[WHAT TO PRODUCE]
Please copy every line from the following entries in which the word "positive" appears.

Stored items
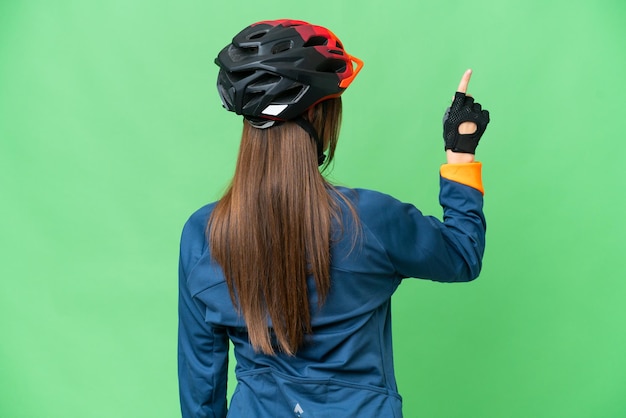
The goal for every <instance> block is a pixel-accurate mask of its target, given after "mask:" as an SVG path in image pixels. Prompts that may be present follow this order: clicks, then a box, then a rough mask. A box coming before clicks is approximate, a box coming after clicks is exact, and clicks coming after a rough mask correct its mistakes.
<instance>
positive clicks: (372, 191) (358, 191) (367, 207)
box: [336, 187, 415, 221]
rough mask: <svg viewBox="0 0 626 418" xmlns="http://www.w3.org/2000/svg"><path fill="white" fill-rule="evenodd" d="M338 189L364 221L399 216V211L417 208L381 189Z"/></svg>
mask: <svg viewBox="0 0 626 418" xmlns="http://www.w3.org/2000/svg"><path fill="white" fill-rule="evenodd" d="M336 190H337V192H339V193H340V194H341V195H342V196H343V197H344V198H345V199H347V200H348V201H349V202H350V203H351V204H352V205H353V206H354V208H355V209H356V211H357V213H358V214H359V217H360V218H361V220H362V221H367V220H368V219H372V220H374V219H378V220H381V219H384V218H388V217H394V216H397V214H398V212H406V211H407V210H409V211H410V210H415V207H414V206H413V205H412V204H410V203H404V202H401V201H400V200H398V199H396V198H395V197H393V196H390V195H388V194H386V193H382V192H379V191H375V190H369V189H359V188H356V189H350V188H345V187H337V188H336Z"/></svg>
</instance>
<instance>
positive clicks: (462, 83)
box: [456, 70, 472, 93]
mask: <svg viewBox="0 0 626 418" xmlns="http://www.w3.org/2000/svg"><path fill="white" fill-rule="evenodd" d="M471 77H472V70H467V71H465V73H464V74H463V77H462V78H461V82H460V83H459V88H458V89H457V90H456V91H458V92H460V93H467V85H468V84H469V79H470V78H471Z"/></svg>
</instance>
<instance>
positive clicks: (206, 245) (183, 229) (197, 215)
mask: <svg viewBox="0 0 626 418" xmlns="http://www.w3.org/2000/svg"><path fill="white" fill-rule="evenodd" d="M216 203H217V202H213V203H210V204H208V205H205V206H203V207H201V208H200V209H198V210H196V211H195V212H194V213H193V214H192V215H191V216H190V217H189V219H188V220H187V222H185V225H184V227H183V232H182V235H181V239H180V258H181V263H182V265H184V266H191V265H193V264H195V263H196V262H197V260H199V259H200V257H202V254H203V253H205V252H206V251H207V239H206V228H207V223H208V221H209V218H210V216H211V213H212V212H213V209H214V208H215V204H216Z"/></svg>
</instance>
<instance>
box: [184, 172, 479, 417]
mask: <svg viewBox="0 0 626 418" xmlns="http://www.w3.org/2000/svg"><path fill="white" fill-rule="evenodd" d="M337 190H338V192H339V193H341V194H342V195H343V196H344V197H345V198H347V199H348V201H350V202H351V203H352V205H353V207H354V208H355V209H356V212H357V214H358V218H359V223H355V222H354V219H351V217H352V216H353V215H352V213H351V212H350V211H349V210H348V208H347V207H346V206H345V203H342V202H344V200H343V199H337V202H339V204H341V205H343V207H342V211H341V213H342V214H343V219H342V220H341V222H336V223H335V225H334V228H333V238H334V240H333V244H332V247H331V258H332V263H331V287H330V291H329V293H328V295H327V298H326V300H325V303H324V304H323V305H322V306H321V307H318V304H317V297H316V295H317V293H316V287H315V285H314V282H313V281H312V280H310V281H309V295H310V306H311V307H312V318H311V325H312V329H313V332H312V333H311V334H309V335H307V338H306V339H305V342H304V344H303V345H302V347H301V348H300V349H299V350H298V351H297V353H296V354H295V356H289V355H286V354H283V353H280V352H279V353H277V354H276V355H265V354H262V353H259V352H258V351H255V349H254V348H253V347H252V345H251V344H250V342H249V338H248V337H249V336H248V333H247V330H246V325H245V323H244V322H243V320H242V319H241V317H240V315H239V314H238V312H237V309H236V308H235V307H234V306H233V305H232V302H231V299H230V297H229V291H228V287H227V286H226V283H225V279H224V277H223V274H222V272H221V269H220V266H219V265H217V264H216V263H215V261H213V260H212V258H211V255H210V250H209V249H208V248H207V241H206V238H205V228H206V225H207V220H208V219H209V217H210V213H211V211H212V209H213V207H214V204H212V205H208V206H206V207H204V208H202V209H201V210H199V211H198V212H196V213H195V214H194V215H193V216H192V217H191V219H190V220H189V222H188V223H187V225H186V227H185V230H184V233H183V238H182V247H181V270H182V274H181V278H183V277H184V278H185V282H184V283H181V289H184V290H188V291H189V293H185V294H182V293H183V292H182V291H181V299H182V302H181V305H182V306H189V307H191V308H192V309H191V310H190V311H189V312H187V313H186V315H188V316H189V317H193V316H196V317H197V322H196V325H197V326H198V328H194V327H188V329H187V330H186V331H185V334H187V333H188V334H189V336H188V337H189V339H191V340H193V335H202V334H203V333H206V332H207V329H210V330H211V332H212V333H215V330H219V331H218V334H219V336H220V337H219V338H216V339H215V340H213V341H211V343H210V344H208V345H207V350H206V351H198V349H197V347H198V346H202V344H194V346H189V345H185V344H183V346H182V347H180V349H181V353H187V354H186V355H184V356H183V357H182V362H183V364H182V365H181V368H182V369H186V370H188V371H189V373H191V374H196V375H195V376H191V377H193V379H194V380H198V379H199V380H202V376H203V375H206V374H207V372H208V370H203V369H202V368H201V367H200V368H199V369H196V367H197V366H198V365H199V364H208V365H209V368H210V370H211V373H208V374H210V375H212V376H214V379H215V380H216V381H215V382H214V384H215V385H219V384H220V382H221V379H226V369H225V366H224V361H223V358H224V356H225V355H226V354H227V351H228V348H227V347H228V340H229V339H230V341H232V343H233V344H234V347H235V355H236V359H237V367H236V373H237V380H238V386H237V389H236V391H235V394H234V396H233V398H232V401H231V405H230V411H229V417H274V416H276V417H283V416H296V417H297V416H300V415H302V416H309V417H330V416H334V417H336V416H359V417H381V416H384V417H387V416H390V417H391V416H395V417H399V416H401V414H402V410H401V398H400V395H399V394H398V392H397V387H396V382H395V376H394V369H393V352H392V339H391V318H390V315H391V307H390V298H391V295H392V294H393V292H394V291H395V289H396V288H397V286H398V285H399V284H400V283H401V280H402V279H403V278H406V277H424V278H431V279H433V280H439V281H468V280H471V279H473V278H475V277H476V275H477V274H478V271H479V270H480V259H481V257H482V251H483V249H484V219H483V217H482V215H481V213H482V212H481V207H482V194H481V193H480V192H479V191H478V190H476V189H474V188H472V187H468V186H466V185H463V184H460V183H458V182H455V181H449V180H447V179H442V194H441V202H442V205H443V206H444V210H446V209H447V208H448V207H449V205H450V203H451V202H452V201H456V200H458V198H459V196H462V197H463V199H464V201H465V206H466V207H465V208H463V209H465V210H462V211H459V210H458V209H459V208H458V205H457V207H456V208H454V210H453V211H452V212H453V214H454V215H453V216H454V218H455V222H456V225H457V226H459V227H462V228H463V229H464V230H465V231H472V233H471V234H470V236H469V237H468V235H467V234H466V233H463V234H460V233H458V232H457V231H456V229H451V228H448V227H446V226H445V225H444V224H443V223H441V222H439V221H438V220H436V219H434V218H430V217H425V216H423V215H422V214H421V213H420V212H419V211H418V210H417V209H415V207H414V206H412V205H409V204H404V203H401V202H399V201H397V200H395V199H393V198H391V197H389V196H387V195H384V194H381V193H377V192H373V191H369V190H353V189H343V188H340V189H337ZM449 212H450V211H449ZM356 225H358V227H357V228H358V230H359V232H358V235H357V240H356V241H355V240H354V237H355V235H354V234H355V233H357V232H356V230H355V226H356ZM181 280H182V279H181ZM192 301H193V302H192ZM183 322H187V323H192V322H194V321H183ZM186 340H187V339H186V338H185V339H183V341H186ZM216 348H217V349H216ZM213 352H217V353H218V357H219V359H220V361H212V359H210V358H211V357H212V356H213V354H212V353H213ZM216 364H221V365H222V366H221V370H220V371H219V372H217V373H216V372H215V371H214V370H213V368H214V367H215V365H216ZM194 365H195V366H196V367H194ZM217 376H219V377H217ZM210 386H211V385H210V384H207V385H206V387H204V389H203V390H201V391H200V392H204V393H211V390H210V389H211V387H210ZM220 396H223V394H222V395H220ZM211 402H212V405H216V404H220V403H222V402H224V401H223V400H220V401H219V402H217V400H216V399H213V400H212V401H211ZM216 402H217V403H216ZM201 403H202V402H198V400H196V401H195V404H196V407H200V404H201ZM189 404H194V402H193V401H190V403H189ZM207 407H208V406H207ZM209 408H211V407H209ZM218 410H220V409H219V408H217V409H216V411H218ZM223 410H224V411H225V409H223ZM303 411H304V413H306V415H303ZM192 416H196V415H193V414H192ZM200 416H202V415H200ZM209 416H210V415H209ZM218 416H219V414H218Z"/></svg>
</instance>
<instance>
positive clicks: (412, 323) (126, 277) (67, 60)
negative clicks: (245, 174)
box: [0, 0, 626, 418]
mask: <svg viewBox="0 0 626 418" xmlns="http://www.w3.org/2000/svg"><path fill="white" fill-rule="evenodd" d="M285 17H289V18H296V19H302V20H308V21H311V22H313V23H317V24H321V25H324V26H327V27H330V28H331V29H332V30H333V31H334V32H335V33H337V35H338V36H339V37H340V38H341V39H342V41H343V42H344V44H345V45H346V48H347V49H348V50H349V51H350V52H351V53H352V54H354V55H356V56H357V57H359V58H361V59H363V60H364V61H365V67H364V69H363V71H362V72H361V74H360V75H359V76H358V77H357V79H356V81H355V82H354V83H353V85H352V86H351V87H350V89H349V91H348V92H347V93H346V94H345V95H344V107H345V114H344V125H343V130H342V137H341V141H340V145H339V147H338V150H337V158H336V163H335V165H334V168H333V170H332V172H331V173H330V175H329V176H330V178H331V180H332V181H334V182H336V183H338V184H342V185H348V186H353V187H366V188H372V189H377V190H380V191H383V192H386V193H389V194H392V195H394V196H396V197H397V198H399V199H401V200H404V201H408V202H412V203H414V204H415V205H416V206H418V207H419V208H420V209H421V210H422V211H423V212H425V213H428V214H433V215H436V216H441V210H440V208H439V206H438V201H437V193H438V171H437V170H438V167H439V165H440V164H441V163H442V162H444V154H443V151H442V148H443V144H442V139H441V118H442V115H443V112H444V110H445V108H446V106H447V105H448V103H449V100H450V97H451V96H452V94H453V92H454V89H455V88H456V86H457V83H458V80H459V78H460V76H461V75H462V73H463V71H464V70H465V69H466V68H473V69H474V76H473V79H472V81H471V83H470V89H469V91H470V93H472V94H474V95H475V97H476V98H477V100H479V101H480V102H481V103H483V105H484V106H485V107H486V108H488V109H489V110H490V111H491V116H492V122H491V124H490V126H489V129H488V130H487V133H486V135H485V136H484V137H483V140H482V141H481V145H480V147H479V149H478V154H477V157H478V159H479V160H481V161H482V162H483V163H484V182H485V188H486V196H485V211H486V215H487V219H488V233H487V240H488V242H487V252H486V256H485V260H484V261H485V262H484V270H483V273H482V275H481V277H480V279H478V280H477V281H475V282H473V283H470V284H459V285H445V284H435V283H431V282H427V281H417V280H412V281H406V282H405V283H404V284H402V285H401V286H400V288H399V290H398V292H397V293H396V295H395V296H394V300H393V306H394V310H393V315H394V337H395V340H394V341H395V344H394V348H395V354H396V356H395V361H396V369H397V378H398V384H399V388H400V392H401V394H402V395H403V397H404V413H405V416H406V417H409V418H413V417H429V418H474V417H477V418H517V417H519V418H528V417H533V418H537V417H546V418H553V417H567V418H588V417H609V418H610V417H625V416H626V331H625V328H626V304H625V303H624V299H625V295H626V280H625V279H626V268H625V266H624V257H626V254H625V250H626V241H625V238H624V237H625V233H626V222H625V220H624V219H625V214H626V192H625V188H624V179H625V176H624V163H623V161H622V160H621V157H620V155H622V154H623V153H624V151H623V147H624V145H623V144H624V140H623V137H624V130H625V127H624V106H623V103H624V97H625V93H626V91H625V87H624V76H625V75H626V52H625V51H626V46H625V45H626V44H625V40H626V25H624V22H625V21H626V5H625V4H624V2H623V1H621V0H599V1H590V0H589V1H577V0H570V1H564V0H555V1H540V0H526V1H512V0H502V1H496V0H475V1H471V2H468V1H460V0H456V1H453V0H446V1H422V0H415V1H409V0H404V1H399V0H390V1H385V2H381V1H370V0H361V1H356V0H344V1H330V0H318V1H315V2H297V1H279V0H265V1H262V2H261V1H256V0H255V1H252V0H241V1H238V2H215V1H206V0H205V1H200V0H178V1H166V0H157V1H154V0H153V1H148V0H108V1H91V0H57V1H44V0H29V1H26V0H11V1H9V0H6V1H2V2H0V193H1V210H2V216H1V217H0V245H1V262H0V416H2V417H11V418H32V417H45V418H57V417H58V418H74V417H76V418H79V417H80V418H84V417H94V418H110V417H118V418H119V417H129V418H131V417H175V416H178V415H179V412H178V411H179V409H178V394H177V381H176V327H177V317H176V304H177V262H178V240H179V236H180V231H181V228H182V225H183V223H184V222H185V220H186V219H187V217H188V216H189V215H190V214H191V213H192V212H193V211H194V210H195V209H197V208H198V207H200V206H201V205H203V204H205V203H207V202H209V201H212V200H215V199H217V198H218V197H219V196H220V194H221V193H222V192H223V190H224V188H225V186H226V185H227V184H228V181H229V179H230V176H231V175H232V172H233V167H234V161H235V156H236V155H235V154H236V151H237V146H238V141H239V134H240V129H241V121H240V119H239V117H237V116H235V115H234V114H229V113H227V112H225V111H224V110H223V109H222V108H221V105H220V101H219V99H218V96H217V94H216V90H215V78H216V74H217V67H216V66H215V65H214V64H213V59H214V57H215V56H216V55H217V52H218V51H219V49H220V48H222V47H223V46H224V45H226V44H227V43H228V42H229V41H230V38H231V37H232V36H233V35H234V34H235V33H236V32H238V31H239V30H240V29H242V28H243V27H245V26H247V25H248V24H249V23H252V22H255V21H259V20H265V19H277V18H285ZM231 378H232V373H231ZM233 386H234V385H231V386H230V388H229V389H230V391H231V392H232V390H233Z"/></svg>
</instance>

[REPLY]
positive clicks: (372, 191) (358, 191) (367, 207)
positive clicks: (462, 83)
positive clicks: (206, 245) (183, 229) (197, 215)
positive clicks: (412, 323) (126, 277) (67, 60)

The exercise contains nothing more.